• YOUR OBJECTIVE:
Your answer should be the entries, repeated exactly.
>>>
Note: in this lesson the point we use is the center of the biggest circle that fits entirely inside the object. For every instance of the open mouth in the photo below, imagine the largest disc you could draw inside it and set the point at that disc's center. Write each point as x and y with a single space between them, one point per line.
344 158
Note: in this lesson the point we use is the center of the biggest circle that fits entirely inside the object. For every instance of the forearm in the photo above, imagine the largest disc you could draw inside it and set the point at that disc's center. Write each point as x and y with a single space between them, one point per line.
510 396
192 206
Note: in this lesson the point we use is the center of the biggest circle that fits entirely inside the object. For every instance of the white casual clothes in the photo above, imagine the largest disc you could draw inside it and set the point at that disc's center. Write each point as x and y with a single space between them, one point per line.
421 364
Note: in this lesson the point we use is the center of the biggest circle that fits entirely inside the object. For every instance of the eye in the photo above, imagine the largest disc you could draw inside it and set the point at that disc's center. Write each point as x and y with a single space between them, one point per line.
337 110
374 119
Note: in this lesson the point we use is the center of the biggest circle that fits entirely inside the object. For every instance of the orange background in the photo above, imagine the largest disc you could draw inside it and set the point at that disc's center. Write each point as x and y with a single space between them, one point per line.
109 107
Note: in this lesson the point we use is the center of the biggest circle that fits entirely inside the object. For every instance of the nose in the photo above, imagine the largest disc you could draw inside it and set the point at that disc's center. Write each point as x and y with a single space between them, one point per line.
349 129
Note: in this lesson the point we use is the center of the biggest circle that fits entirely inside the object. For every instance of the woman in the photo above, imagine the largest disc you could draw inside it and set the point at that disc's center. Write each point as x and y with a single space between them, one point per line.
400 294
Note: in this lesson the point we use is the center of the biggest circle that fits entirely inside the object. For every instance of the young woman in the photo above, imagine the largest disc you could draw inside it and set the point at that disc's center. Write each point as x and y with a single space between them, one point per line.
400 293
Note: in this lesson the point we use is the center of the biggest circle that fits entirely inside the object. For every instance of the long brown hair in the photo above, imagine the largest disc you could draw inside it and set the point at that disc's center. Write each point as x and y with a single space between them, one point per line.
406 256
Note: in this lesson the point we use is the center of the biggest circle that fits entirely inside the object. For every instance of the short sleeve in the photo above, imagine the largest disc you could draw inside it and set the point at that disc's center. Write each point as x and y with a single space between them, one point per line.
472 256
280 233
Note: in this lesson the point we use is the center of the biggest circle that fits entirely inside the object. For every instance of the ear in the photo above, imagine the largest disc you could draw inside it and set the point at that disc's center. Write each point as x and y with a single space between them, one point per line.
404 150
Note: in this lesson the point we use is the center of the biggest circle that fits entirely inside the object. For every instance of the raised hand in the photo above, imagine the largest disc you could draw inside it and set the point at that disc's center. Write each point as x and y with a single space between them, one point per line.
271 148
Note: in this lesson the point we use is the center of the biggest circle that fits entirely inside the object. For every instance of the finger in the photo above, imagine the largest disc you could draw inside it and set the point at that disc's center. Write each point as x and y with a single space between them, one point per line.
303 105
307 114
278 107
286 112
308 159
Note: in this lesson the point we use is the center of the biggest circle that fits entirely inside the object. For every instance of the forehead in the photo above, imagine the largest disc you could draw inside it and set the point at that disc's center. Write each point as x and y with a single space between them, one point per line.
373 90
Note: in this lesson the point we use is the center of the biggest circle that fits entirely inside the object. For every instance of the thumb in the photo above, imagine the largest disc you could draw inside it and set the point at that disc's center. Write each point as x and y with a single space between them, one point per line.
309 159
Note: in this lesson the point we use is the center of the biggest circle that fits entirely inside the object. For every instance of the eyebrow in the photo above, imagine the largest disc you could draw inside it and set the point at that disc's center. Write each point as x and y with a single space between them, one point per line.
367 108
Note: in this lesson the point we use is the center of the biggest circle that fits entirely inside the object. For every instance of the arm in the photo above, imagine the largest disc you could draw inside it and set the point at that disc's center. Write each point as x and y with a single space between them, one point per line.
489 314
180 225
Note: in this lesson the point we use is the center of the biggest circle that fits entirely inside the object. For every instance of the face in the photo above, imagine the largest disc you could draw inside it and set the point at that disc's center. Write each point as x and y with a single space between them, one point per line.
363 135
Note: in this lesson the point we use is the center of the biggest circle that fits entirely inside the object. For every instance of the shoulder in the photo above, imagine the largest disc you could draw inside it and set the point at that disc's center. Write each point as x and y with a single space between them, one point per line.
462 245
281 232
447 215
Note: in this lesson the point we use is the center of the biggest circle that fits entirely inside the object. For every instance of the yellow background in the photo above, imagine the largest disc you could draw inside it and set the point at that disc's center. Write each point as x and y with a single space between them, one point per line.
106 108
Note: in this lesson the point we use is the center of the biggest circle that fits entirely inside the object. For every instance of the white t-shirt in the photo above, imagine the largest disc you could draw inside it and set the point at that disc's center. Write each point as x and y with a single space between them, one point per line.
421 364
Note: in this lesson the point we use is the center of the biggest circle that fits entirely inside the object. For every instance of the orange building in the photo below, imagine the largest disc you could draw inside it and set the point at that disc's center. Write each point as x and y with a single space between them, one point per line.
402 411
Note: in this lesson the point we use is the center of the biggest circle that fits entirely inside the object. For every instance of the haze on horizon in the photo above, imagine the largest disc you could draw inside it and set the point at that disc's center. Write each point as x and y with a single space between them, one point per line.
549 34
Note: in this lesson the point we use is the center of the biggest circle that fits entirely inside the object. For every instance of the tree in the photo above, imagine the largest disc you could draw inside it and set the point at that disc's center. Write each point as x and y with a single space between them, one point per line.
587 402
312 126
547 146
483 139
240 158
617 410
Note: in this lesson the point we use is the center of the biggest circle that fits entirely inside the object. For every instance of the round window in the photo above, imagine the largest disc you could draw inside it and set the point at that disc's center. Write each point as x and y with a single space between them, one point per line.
<<<
• WRITTEN ANSWER:
Note: in this lesson the point we use is the center of the biggest circle that fits entirely inside the object. For every instance of the open mouth in the photo below, imagine the largest disc you could draw inside it and set the point at that disc's center. Write each point as x and y with a single space between them, one point per line.
344 158
Note: in this lesson the point we use is the center of the biggest circle that fits entirely inside the object. For every instance of the forearm in the photo above, imagine the largest disc you could draw inside it and set the point at that disc's center. Write each point as x and y with a single space between them, one point per line.
510 396
192 206
Note: in this lesson the point we use is the center of the biggest circle that fits entirely inside the object. For every instance of the white casual clothes in the photo above, imagine the largest disc you could draw inside it and set the point at that disc's center. Write each point as x and y with a single space between them, one point per line.
421 364
Note: in this lesson the point we use is the center of the biggest circle that fits entirely inside the object. For every instance of the eye in the photo above, imagine the largest disc you could draw inside it and set the point at that disc's center. Write each point as x and y with a single space between them, one point per line.
337 110
374 119
Note: in this lesson the point we use is the center of the biggest circle that fits entirely inside the object. For every instance of the orange background in the photo above, imagine the largest disc you could draw inside it and set the point at that disc's center. Write each point as x and y with a single space between them, one point per line.
109 107
Note: in this lesson the point we use is the center of the biggest circle that fits entirely inside the object. For every instance of the nose in the photo above, imagine the largest disc you could draw inside it and set the point at that disc's center. Write each point as x and y with a single space between them, one point per line.
349 129
Note: in this lesson the point we use is the center of the biggest circle that fits entirely inside the object. For every instance of the woman in the photo above, imagine the largest disc you could draw inside it and set the point at that disc's center. Write each point as x and y with a single space between them, one point per line.
400 294
Note: in this lesson the point we use is the center of the biggest circle that fits entirely inside the object. For every instance of the young woman in the photo above, imagine the largest disc you could draw inside it and set the point at that disc's center. Write each point as x and y with a single space between them, one point per line.
400 293
Note: in this lesson the point we use is the center of the biggest circle that fits entirely inside the object. For every instance of the long brown hair in the photo above, imagine the largest disc you could draw inside it and set the point at that disc's center. Write each point as x and y with a single space between them, one point per line.
406 256
Note: in this lesson the point we use is the center of the biggest circle that fits entirely inside the object. For every instance of the short sleeve in the photo above, imagine the largest disc you could draw inside it and set the point at that disc's center. Write each point as x and y with a single space between them, one point per line.
472 256
280 233
Note: in this lesson the point we use is the center of the biggest circle that fits entirely inside the object. For every instance of the ear in the photo above, imagine the largest disc you could draw inside it and set the point at that disc's center. Write each point as x and y with a single space between them, one point per line.
404 150
Note: in this lesson the point we use is the center of the biggest circle that fits entirely inside the object. For every instance of the raised hand in the photo above, imagine the largest disc you could draw inside it and set the point at that disc's center. Write each point as x and y with a single space between them, one point per line.
271 148
Note: in this lesson the point we use is the center of the biggest circle that fits entirely inside the object. For every instance of the finger in the photo above, imagine the largest disc you could draw inside it and set the point at that disc's center. Write each point as x and y with a single space between them, one point per line.
303 105
307 114
278 107
286 112
308 159
Note: in this lesson the point we use is the center of the biggest circle that fits entirely inside the object. For every instance of the forehead in the photo above, imagine the largest disc you could draw inside it and set the point at that disc's center. Write each point as x and y with a single space between them, one point per line.
373 90
Note: in this lesson the point we use is the center of the biggest circle that fits entirely inside the object. For every instance of the thumb in the photo above, imagine the largest disc you could draw inside it and set the point at that disc's center. Write each point as x and y with a single space between them, one point per line.
309 159
Note: in this lesson the point we use is the center of the biggest circle that fits entirely inside the object. For every instance of the eyebrow in the photo above, imagine the largest disc you could draw inside it and set the point at that disc's center. Write each point as x and y with a single space between them, one point per line.
367 108
Note: in this lesson the point we use is the center of the biggest circle that fits entirely inside the object. For every instance of the arm in the photo above, imagine the largest disc you could draw inside it and set the point at that disc's center. Write each point as x and y with a single space between them, one point per line.
489 314
180 225
Note: in this lesson the point we use is the center of the biggest circle that fits entirely inside the object. For every instance of the face in the photo above, imagine the largest disc you could draw inside it and set the point at that disc's center. Write each point as x and y with a single space between them, one point per line.
363 135
Note: in this lesson the point we use is the center of the biggest circle that fits entirely inside the object. For every instance of the shoulder in the photo above, imagine the largest disc you could draw inside it and set the point at that disc's center. Write each point as x and y with a single space between them, one point per line.
462 245
281 232
447 215
Note: in this lesson the point we use is the center of the biggest circle that fits entirely inside the object. For every instance of the yellow background in the photo above, imagine the largest disc you could draw inside it and set the point at that disc's center. Write each point as x and y with a single space between them, one point per line.
106 108
Note: in this lesson the point we use is the center of the biggest circle that fits entirely inside the object. For every instance of the white t-shirt in the photo above, imagine the largest disc you could draw inside it and set the point at that disc's center. Write each point as x and y with a single space between them, one point per line.
421 364
Note: in this lesson the point we use is the center of the biggest circle that fits entirely inside the object. For every instance of the orange building in the photo below, imagine the largest disc you could draw inside it and set the point at that disc's center. Write each point as x and y with a single space between them, one point per line.
402 411
Note: in this lesson the point we use is the center of the biggest circle that fits entirely inside the object. For every instance of the haze on horizon in the photo above, imagine the largest disc you could draw inside it and set the point at that disc's center. Write each point as x and y with a single space between them, one point per line.
549 34
Note: in this lesson the point we use is the center of the biggest circle that fits entirely inside the object. For every instance of the tree in the photo above, imagine the largest disc you could draw inside it and set the point at that disc's center. Write each point as x and y with a single space between them, one point per line.
587 402
312 126
547 146
483 139
240 158
617 410
Note: in this lesson the point we use is the center of the biggest circle that fits entirely inside the object. For every instance of the round window in the photo above, imagine the largest disc you could draw inside it and set the point at that disc's center. Write each point as x and y with a single space between them, one point per line.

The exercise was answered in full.